## YOUR INSTRUCTIONS
Locate each line in the records below that contains the string "stone", and copy those lines out in full. Treat the match as case-sensitive.

(Saved entries)
* START *

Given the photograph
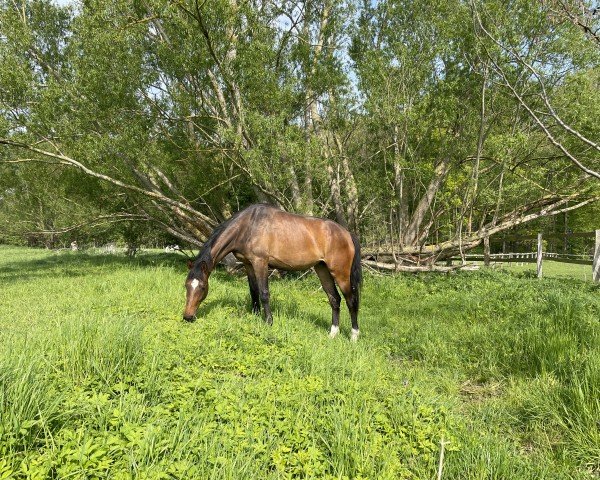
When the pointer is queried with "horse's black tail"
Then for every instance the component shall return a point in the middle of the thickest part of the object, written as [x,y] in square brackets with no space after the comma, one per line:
[356,272]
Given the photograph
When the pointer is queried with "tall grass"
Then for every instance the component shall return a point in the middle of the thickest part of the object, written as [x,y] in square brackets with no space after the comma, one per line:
[102,379]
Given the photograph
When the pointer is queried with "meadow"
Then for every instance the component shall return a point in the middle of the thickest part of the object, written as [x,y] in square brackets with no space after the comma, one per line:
[100,377]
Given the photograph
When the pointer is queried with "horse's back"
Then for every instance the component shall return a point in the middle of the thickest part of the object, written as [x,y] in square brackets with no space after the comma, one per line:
[296,242]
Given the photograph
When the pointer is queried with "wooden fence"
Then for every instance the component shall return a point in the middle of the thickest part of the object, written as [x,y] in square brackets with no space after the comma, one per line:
[539,256]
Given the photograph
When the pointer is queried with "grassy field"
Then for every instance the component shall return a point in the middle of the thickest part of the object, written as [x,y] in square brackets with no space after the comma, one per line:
[100,377]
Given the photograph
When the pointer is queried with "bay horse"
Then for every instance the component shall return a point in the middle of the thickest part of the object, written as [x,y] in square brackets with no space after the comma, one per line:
[263,236]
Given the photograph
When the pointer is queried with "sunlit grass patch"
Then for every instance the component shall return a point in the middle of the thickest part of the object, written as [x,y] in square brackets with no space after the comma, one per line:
[101,378]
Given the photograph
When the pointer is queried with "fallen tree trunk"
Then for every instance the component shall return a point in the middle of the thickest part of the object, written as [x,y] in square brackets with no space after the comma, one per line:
[396,267]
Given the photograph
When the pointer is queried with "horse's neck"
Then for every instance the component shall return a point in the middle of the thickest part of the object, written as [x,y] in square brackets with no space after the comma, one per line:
[221,247]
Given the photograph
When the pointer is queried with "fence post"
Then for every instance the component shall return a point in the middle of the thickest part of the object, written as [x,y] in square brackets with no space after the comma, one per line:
[596,264]
[486,251]
[539,259]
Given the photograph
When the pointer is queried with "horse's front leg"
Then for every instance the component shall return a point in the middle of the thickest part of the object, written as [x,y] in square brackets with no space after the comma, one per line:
[254,291]
[261,270]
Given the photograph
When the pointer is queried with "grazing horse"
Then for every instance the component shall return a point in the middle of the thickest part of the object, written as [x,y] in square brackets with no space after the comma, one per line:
[262,236]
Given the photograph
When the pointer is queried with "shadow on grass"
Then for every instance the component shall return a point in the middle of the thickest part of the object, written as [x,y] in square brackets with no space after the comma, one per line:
[79,264]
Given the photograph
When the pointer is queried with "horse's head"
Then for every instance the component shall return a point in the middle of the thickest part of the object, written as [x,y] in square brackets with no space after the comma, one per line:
[196,286]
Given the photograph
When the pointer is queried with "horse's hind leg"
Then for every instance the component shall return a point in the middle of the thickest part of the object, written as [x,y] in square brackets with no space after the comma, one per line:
[254,292]
[261,269]
[351,297]
[333,296]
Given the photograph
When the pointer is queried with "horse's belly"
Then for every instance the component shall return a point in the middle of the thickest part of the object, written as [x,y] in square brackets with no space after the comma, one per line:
[293,263]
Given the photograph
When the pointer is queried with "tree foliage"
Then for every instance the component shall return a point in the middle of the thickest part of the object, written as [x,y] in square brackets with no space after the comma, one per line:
[424,126]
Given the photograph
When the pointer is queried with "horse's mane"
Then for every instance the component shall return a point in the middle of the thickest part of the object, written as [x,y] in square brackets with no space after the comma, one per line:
[204,256]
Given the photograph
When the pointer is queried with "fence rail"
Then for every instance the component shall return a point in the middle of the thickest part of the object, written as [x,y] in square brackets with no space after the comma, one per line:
[539,256]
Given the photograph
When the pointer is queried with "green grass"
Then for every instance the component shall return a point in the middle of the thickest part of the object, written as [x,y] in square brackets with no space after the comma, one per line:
[100,377]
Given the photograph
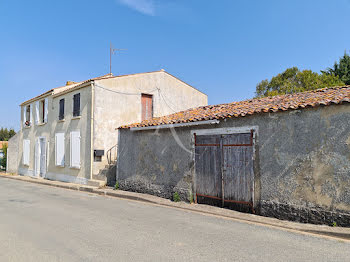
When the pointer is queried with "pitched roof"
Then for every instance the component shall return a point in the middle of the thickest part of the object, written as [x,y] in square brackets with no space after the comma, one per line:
[325,96]
[74,85]
[60,89]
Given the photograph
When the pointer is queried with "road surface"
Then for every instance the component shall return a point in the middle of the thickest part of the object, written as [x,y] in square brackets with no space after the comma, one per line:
[41,223]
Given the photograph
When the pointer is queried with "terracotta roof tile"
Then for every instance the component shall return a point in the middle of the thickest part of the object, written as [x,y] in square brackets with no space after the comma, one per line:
[326,96]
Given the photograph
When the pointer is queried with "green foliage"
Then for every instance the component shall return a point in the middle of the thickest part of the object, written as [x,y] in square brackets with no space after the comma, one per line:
[6,134]
[292,80]
[176,197]
[3,161]
[341,69]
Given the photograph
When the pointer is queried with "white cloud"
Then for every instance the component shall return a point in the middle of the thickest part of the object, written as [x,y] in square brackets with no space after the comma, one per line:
[146,7]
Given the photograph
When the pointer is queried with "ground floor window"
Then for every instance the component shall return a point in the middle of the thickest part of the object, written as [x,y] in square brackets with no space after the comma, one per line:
[59,149]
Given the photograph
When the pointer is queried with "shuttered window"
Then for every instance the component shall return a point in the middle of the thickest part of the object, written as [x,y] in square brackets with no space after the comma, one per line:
[75,149]
[61,110]
[26,152]
[45,110]
[147,107]
[59,149]
[76,105]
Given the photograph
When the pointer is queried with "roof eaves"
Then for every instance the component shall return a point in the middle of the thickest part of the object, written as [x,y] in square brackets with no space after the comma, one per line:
[47,93]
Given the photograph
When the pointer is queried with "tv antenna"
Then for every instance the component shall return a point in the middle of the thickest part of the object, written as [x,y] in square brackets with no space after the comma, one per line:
[112,51]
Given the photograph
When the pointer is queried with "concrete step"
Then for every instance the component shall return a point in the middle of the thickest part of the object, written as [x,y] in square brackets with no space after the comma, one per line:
[96,183]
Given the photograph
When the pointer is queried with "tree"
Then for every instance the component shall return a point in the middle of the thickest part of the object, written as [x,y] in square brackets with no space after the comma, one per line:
[292,80]
[6,134]
[341,69]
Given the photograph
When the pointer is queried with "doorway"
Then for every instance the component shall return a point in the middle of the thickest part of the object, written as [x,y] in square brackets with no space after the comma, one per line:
[224,170]
[40,157]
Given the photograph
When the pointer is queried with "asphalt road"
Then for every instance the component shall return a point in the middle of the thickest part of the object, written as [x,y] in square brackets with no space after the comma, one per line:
[41,223]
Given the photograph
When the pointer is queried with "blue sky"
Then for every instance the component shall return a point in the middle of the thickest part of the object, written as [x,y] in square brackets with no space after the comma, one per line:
[223,47]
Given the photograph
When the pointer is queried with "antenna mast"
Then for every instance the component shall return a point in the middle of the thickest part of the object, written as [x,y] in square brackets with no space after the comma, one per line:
[112,51]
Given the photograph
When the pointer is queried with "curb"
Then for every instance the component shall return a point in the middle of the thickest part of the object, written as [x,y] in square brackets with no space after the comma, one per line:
[139,198]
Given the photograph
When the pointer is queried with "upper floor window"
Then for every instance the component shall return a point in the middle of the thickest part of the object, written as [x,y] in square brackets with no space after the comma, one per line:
[41,111]
[27,113]
[76,105]
[146,107]
[61,110]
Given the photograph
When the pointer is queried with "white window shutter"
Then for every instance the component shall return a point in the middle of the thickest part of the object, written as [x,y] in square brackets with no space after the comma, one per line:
[37,114]
[46,110]
[59,141]
[75,149]
[26,151]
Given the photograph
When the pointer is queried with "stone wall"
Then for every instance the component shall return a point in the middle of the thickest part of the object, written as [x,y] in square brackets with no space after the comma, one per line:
[302,162]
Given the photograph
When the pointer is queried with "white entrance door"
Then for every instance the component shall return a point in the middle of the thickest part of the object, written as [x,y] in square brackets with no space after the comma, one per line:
[40,157]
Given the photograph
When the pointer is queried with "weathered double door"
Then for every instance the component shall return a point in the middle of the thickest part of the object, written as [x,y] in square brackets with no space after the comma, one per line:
[224,170]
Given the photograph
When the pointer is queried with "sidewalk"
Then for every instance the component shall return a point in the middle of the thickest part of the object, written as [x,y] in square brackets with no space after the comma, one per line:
[337,233]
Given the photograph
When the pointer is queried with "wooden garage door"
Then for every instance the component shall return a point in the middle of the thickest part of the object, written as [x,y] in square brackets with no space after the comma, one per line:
[224,170]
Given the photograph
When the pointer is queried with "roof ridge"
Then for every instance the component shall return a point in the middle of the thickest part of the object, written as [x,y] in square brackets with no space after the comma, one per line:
[299,100]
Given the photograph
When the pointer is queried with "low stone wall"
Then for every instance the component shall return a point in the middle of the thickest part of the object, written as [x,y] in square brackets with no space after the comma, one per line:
[166,191]
[314,215]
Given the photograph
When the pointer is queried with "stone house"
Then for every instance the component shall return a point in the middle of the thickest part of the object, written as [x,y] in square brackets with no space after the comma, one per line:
[286,156]
[68,133]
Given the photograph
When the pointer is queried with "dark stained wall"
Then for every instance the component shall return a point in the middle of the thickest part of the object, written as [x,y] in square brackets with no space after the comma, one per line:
[302,162]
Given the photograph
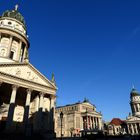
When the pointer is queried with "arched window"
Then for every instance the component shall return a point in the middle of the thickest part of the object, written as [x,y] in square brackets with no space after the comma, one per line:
[2,52]
[11,54]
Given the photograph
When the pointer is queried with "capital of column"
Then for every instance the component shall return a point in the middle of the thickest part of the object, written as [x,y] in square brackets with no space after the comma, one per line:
[29,91]
[41,94]
[1,82]
[15,87]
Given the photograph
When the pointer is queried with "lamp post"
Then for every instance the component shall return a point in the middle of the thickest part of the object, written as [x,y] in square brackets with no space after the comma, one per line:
[61,117]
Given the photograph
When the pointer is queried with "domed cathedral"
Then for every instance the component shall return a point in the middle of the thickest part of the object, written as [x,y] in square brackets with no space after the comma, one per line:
[133,120]
[27,98]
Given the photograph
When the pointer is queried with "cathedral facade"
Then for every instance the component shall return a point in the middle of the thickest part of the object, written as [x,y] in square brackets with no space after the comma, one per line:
[133,120]
[27,98]
[78,119]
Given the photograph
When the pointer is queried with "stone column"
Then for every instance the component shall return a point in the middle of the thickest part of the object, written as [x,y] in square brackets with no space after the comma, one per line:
[81,123]
[19,51]
[128,129]
[132,128]
[52,113]
[40,110]
[0,37]
[136,129]
[87,122]
[11,107]
[27,107]
[90,123]
[24,53]
[26,113]
[99,123]
[36,121]
[9,46]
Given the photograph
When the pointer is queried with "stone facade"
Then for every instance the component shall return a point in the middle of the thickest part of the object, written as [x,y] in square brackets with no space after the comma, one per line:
[133,120]
[27,98]
[77,118]
[116,127]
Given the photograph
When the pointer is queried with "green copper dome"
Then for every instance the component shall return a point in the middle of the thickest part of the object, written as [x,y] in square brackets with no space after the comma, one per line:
[14,14]
[134,92]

* END *

## TASK RESPONSE
When the pointer is queried with "stone wall"
When the pointer is queried with "low stone wall"
When the pointer is queried with "stone house"
When the pointer is queried with "stone column"
When the pointer is queried with "stone facade"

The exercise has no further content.